The task: In the records that follow, the lines from the one containing "Target: multi-story apartment building" to the one containing "Where can the concrete pillar", inclusive, are to be given again exactly.

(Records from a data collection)
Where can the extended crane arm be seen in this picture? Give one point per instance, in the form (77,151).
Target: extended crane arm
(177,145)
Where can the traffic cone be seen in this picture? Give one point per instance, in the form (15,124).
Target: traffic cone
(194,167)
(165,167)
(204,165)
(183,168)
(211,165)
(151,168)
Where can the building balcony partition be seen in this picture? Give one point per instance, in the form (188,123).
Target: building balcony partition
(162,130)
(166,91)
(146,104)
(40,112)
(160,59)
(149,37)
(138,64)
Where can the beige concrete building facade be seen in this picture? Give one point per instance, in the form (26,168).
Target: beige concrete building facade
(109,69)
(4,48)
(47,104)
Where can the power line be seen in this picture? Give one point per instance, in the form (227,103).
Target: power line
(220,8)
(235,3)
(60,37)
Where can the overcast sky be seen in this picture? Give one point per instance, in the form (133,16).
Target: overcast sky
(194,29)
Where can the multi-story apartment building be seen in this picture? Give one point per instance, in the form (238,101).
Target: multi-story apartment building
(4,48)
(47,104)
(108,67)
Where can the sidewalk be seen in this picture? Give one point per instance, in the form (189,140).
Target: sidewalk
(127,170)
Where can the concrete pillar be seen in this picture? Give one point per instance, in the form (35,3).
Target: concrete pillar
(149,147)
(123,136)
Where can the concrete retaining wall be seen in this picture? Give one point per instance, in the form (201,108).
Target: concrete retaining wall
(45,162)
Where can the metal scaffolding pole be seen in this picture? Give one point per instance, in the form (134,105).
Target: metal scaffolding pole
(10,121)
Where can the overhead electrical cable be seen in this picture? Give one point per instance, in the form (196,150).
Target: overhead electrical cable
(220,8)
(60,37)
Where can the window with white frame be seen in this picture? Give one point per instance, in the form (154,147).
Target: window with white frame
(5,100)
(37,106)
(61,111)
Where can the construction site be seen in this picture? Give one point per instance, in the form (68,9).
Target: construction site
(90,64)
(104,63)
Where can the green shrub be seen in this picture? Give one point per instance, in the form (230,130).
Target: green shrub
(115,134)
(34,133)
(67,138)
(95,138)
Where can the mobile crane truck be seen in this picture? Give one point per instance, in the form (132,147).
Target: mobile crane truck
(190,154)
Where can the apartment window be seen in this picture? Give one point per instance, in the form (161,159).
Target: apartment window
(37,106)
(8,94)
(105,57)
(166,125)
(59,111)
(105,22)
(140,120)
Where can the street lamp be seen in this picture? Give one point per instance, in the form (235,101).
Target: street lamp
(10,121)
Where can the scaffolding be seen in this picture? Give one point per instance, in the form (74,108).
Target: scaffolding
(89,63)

* * *

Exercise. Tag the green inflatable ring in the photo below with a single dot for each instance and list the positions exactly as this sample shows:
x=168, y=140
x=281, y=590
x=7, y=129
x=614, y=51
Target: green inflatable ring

Response box:
Target: multi-story apartment building
(4,48)
(47,104)
(108,67)
Where can the sidewalk be seen in this picture? Give one point per instance, in the form (189,140).
Target: sidewalk
(127,170)
Where can the concrete pillar be seen in this picture? Give one point per instance, in the form (35,3).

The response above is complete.